Records of labeled points:
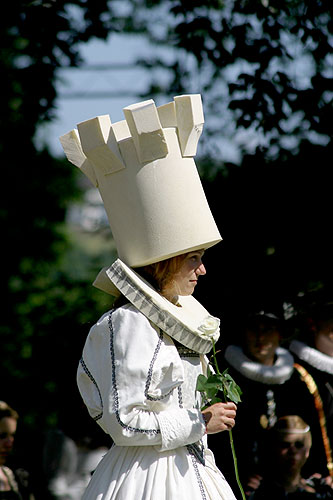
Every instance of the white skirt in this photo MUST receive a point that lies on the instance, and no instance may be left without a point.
(143, 473)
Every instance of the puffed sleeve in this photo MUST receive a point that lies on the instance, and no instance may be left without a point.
(129, 377)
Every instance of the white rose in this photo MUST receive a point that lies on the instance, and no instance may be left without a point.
(209, 327)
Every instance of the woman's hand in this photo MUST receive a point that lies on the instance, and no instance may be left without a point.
(220, 417)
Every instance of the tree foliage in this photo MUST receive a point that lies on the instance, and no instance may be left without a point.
(264, 69)
(263, 65)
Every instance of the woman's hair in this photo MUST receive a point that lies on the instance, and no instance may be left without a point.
(160, 273)
(7, 411)
(157, 275)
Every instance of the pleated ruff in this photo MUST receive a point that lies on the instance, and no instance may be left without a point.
(143, 473)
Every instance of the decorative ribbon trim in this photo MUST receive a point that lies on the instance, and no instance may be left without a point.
(311, 385)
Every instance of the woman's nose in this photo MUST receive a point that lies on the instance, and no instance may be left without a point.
(201, 270)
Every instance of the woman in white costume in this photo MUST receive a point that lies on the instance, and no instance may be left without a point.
(141, 360)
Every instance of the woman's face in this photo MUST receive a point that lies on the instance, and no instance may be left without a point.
(184, 281)
(7, 431)
(261, 343)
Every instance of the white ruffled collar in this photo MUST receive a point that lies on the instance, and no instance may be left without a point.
(276, 374)
(190, 324)
(312, 356)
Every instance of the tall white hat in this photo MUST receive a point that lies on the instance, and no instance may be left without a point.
(144, 169)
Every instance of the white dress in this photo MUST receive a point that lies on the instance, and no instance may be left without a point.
(141, 391)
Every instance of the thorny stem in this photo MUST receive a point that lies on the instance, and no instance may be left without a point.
(230, 432)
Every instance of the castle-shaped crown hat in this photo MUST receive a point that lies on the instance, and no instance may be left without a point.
(144, 169)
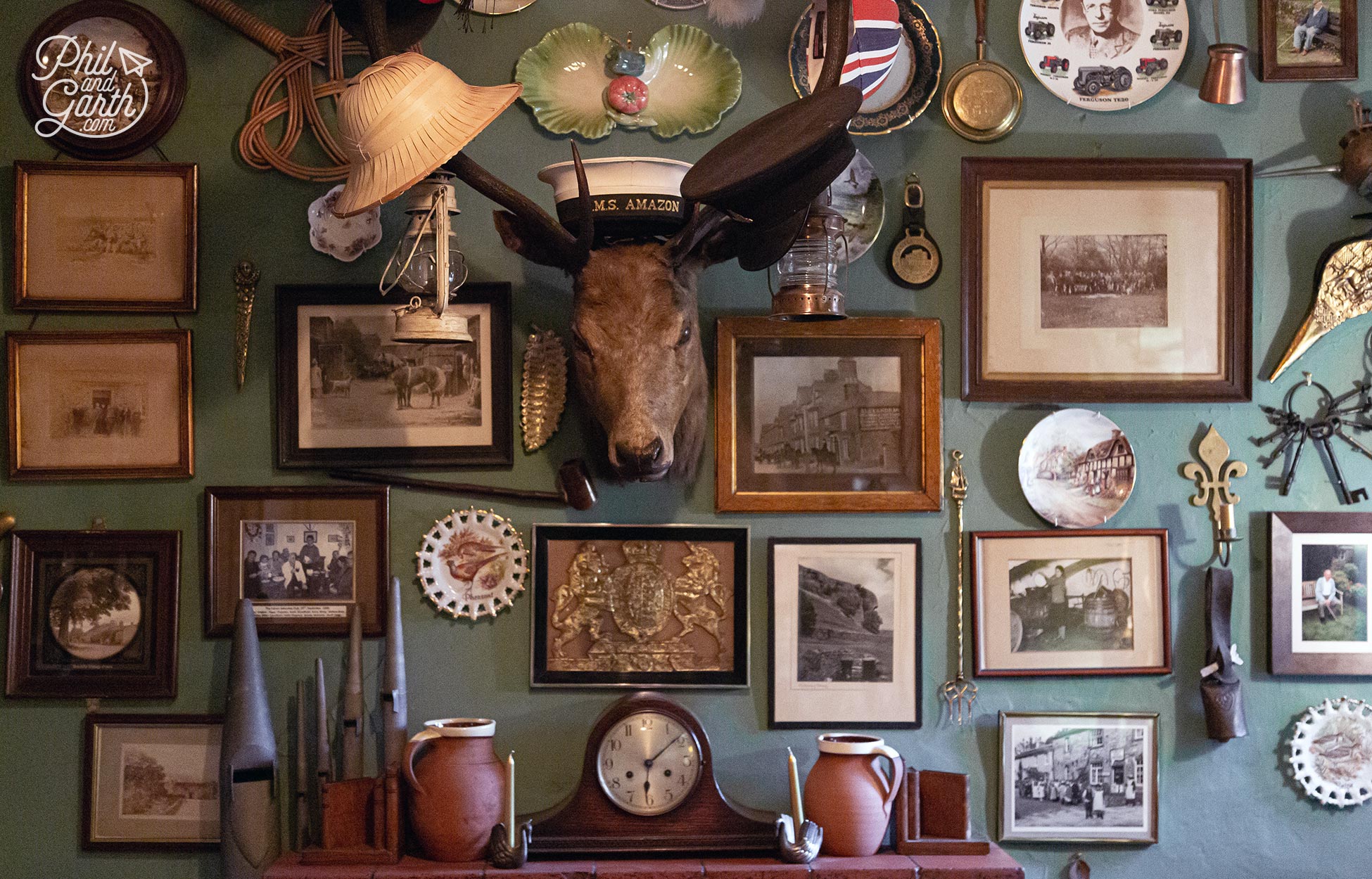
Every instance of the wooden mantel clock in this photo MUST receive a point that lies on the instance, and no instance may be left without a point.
(648, 786)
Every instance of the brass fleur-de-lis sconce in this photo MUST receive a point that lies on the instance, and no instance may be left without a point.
(1213, 489)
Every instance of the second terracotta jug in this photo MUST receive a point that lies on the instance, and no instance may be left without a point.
(456, 788)
(849, 796)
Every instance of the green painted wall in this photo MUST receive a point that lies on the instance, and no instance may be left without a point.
(1226, 809)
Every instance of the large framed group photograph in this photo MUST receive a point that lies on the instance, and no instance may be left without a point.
(640, 606)
(1106, 280)
(1319, 589)
(1079, 776)
(839, 417)
(844, 643)
(1070, 603)
(348, 395)
(307, 557)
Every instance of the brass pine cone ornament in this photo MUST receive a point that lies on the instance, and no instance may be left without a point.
(545, 387)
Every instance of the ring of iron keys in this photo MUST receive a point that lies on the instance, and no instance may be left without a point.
(1338, 416)
(914, 257)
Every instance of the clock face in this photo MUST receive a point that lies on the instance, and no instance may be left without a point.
(648, 763)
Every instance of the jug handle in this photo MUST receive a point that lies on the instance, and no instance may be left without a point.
(411, 752)
(898, 772)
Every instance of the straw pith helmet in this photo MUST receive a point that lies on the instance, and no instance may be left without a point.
(402, 118)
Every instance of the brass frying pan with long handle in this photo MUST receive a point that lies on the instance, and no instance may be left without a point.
(983, 99)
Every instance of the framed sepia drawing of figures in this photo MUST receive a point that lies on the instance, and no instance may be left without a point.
(1106, 280)
(844, 638)
(348, 395)
(640, 606)
(839, 417)
(1309, 40)
(94, 613)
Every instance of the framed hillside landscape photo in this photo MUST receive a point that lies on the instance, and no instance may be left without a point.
(1309, 40)
(151, 782)
(640, 606)
(844, 643)
(94, 613)
(348, 395)
(1320, 593)
(1070, 603)
(101, 405)
(307, 557)
(1106, 280)
(839, 417)
(98, 236)
(1079, 776)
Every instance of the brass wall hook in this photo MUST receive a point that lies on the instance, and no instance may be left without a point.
(1213, 489)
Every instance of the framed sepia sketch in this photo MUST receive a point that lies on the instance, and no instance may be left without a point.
(151, 782)
(94, 613)
(1070, 603)
(101, 405)
(1079, 776)
(350, 397)
(98, 236)
(306, 556)
(839, 417)
(1319, 590)
(844, 639)
(1106, 280)
(1309, 40)
(640, 606)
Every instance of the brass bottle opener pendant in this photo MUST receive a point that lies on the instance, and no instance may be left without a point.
(914, 258)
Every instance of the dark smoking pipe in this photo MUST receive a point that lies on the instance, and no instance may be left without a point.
(576, 487)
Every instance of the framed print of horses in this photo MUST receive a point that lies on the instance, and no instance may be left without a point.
(348, 395)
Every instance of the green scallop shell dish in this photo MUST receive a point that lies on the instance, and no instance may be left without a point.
(692, 82)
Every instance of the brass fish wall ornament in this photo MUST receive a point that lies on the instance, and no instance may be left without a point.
(544, 394)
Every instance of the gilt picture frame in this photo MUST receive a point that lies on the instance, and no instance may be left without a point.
(1067, 301)
(840, 417)
(660, 606)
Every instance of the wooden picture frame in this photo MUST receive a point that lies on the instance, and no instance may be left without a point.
(1073, 752)
(1013, 634)
(878, 382)
(346, 570)
(129, 649)
(189, 753)
(1337, 56)
(699, 568)
(99, 236)
(1027, 336)
(1304, 639)
(155, 73)
(841, 664)
(353, 414)
(118, 417)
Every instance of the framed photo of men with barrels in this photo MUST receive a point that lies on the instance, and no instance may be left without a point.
(350, 395)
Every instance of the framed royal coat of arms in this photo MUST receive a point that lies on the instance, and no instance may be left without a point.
(640, 606)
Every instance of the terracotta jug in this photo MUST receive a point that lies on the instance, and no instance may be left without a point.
(456, 788)
(847, 795)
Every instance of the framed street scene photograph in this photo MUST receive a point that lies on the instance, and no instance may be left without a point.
(348, 395)
(101, 405)
(844, 638)
(1079, 776)
(98, 236)
(1308, 40)
(1106, 280)
(306, 556)
(1070, 603)
(151, 782)
(640, 606)
(1320, 593)
(839, 417)
(94, 613)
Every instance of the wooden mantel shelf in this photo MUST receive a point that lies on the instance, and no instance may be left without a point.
(995, 866)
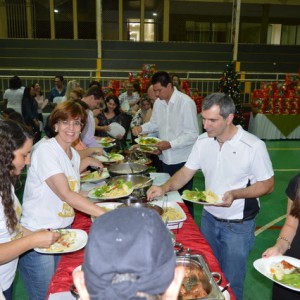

> _REQUEST_
Gather every line from the entries above that contains the word "framed", and treat uppercase and lowercase letters as different.

> _RESPONSE BELOW_
Every instance of the large framed group photograph in this photo MUST receive a point that lies on the instance, and no instance may be left without a point.
Every instance of the framed sepia drawing of figures in this photo MUST receive a point that lies on the instance, and no instance may be left without a point.
Every instance of the framed hillside landscape photo in this photo MUST receive a point that lies on the instance, and no instance may be left without a point.
Every instance of the framed sepia sketch in this photo MUST receive a point that lies on the instance, and no instance may be left without a point.
Every instance of the framed print of horses in this photo MUST receive a point that lies on the instance, and no instance may be left without a point.
Every instance of the framed photo of men with barrels in this photo MUST receive a point that lies on the instance, and no instance may be left without a point.
Every instance of the framed royal coat of arms in this photo MUST receive a point that lies on the instance, and no instance may be left without a point.
Every instance of the framed street scene photograph in this photo MUST receive a point that lies on the instance, and no instance may be left without a point.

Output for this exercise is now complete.